Aufgabe: Wandle alle folgenden Einträge in eine Markdown-Tabelle mit den Spalten „Nr.“ und „Zeile“ um. Jede Zeile kommt mit fortlaufender Nummer in eine eigene Tabellenreihe, leere Zeilen fallen weg.

Einträge zur Ortsbestimmung
☆ ☆ ☆ ☆ ☆ ☆ ☆

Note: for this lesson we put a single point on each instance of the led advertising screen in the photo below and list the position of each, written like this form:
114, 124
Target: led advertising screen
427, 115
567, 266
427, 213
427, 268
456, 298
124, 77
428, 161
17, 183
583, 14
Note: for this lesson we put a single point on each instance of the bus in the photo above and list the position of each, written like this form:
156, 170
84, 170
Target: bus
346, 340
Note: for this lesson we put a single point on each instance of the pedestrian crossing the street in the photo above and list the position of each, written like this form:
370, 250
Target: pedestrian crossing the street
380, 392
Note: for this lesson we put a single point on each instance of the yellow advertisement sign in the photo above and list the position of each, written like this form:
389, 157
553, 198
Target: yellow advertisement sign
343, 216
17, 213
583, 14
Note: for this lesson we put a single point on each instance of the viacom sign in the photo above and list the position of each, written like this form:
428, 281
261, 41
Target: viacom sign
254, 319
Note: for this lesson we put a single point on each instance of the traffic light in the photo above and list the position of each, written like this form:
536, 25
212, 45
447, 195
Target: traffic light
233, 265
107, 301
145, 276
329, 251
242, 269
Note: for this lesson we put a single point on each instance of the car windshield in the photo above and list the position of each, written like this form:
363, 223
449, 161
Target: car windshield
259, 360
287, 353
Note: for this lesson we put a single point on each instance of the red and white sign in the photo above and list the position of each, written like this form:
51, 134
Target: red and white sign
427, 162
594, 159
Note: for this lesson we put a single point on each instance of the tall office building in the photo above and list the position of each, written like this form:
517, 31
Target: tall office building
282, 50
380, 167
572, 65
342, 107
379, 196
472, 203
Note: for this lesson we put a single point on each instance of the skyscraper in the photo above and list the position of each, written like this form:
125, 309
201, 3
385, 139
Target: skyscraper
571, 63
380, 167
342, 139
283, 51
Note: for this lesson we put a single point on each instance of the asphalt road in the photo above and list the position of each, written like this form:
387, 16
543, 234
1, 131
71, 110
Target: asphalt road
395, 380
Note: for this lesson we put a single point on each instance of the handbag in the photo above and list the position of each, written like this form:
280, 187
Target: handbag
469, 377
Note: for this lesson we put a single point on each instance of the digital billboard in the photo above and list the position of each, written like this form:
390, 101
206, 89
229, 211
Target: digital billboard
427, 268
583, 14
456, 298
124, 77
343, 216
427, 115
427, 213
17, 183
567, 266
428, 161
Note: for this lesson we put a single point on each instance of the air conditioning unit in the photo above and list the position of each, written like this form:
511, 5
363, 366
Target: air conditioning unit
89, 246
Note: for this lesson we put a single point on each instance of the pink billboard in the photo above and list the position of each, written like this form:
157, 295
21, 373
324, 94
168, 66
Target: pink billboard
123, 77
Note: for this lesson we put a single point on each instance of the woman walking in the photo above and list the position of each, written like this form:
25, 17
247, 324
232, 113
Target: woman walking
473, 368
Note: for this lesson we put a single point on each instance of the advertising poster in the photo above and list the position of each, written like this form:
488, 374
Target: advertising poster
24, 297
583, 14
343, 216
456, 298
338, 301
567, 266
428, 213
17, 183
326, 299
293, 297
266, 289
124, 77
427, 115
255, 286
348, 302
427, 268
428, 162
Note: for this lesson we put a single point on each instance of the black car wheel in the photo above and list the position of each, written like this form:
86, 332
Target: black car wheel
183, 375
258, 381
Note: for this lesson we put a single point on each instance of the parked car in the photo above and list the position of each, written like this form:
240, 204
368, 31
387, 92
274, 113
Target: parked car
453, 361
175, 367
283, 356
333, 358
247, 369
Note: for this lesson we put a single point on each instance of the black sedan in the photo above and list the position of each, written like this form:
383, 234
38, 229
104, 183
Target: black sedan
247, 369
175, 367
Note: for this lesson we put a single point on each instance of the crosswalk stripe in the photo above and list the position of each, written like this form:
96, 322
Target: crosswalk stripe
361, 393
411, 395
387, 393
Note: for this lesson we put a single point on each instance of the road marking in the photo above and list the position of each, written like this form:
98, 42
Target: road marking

☆ ☆ ☆ ☆ ☆ ☆ ☆

Richtiges Ergebnis:
| Nr. | Zeile |
|---|---|
| 1 | Note: for this lesson we put a single point on each instance of the led advertising screen in the photo below and list the position of each, written like this form: |
| 2 | 114, 124 |
| 3 | Target: led advertising screen |
| 4 | 427, 115 |
| 5 | 567, 266 |
| 6 | 427, 213 |
| 7 | 427, 268 |
| 8 | 456, 298 |
| 9 | 124, 77 |
| 10 | 428, 161 |
| 11 | 17, 183 |
| 12 | 583, 14 |
| 13 | Note: for this lesson we put a single point on each instance of the bus in the photo above and list the position of each, written like this form: |
| 14 | 156, 170 |
| 15 | 84, 170 |
| 16 | Target: bus |
| 17 | 346, 340 |
| 18 | Note: for this lesson we put a single point on each instance of the pedestrian crossing the street in the photo above and list the position of each, written like this form: |
| 19 | 370, 250 |
| 20 | Target: pedestrian crossing the street |
| 21 | 380, 392 |
| 22 | Note: for this lesson we put a single point on each instance of the yellow advertisement sign in the photo above and list the position of each, written like this form: |
| 23 | 389, 157 |
| 24 | 553, 198 |
| 25 | Target: yellow advertisement sign |
| 26 | 343, 216 |
| 27 | 17, 213 |
| 28 | 583, 14 |
| 29 | Note: for this lesson we put a single point on each instance of the viacom sign in the photo above and list the position of each, written like this form: |
| 30 | 428, 281 |
| 31 | 261, 41 |
| 32 | Target: viacom sign |
| 33 | 254, 319 |
| 34 | Note: for this lesson we put a single point on each instance of the traffic light in the photo above and list the position of each, written like this form: |
| 35 | 536, 25 |
| 36 | 212, 45 |
| 37 | 447, 195 |
| 38 | Target: traffic light |
| 39 | 233, 265 |
| 40 | 107, 301 |
| 41 | 145, 276 |
| 42 | 329, 251 |
| 43 | 242, 269 |
| 44 | Note: for this lesson we put a single point on each instance of the car windshield in the photo above and list the position of each, written like this form: |
| 45 | 363, 223 |
| 46 | 449, 161 |
| 47 | Target: car windshield |
| 48 | 259, 360 |
| 49 | 287, 353 |
| 50 | Note: for this lesson we put a single point on each instance of the red and white sign in the photo above and list the position of each, written like this form: |
| 51 | 51, 134 |
| 52 | Target: red and white sign |
| 53 | 427, 162 |
| 54 | 594, 159 |
| 55 | Note: for this lesson we put a single point on each instance of the tall office building in the photo above and list the position of each, written like this form: |
| 56 | 517, 31 |
| 57 | Target: tall office building |
| 58 | 282, 50 |
| 59 | 380, 167 |
| 60 | 572, 65 |
| 61 | 342, 107 |
| 62 | 379, 196 |
| 63 | 472, 203 |
| 64 | Note: for this lesson we put a single point on each instance of the skyscraper in the photo above and list the position of each, written like this form: |
| 65 | 125, 309 |
| 66 | 201, 3 |
| 67 | 385, 139 |
| 68 | Target: skyscraper |
| 69 | 571, 63 |
| 70 | 380, 167 |
| 71 | 342, 139 |
| 72 | 283, 51 |
| 73 | Note: for this lesson we put a single point on each instance of the asphalt road in the photo above and list the position of each, written like this form: |
| 74 | 387, 16 |
| 75 | 543, 234 |
| 76 | 1, 131 |
| 77 | 71, 110 |
| 78 | Target: asphalt road |
| 79 | 395, 380 |
| 80 | Note: for this lesson we put a single point on each instance of the handbag in the photo above and list the position of each, written like this form: |
| 81 | 280, 187 |
| 82 | Target: handbag |
| 83 | 469, 377 |
| 84 | Note: for this lesson we put a single point on each instance of the digital billboard in the photo above and list the position of each, written like this form: |
| 85 | 390, 101 |
| 86 | 206, 89 |
| 87 | 229, 211 |
| 88 | Target: digital billboard |
| 89 | 427, 268 |
| 90 | 583, 14 |
| 91 | 456, 298 |
| 92 | 124, 77 |
| 93 | 343, 216 |
| 94 | 427, 115 |
| 95 | 427, 213 |
| 96 | 17, 183 |
| 97 | 567, 266 |
| 98 | 428, 161 |
| 99 | Note: for this lesson we put a single point on each instance of the air conditioning unit in the photo above and list the position of each, written like this form: |
| 100 | 511, 5 |
| 101 | 363, 366 |
| 102 | Target: air conditioning unit |
| 103 | 89, 246 |
| 104 | Note: for this lesson we put a single point on each instance of the pink billboard in the photo above and list the position of each, written like this form: |
| 105 | 157, 295 |
| 106 | 21, 373 |
| 107 | 324, 94 |
| 108 | 168, 66 |
| 109 | Target: pink billboard |
| 110 | 123, 77 |
| 111 | Note: for this lesson we put a single point on each instance of the woman walking in the photo above and list the position of each, written like this form: |
| 112 | 25, 17 |
| 113 | 247, 324 |
| 114 | 232, 113 |
| 115 | Target: woman walking |
| 116 | 473, 368 |
| 117 | Note: for this lesson we put a single point on each instance of the advertising poster in the photo above and list the position of each, written like this form: |
| 118 | 488, 374 |
| 119 | Target: advertising poster |
| 120 | 24, 297 |
| 121 | 583, 14 |
| 122 | 343, 216 |
| 123 | 456, 298 |
| 124 | 338, 301 |
| 125 | 567, 266 |
| 126 | 428, 213 |
| 127 | 17, 183 |
| 128 | 326, 299 |
| 129 | 293, 297 |
| 130 | 266, 289 |
| 131 | 124, 77 |
| 132 | 427, 115 |
| 133 | 255, 286 |
| 134 | 348, 302 |
| 135 | 427, 268 |
| 136 | 428, 162 |
| 137 | Note: for this lesson we put a single point on each instance of the black car wheel in the photo above and list the position of each, written like this form: |
| 138 | 86, 332 |
| 139 | Target: black car wheel |
| 140 | 183, 375 |
| 141 | 258, 381 |
| 142 | Note: for this lesson we put a single point on each instance of the parked car in the photo above and list the position of each, written like this form: |
| 143 | 240, 204 |
| 144 | 368, 31 |
| 145 | 387, 92 |
| 146 | 274, 113 |
| 147 | Target: parked car |
| 148 | 453, 361 |
| 149 | 175, 367 |
| 150 | 283, 356 |
| 151 | 333, 358 |
| 152 | 247, 369 |
| 153 | Note: for this lesson we put a single point on each instance of the black sedan in the photo above and list the position of each, written like this form: |
| 154 | 383, 234 |
| 155 | 38, 229 |
| 156 | 104, 183 |
| 157 | Target: black sedan |
| 158 | 247, 369 |
| 159 | 175, 367 |
| 160 | Note: for this lesson we put a single point on each instance of the crosswalk stripe in the photo above and list the position of each, written like this form: |
| 161 | 96, 322 |
| 162 | Target: crosswalk stripe |
| 163 | 361, 393 |
| 164 | 411, 395 |
| 165 | 387, 393 |
| 166 | Note: for this lesson we put a single point on each instance of the road marking in the photo above and list the position of each, written like this form: |
| 167 | 98, 42 |
| 168 | Target: road marking |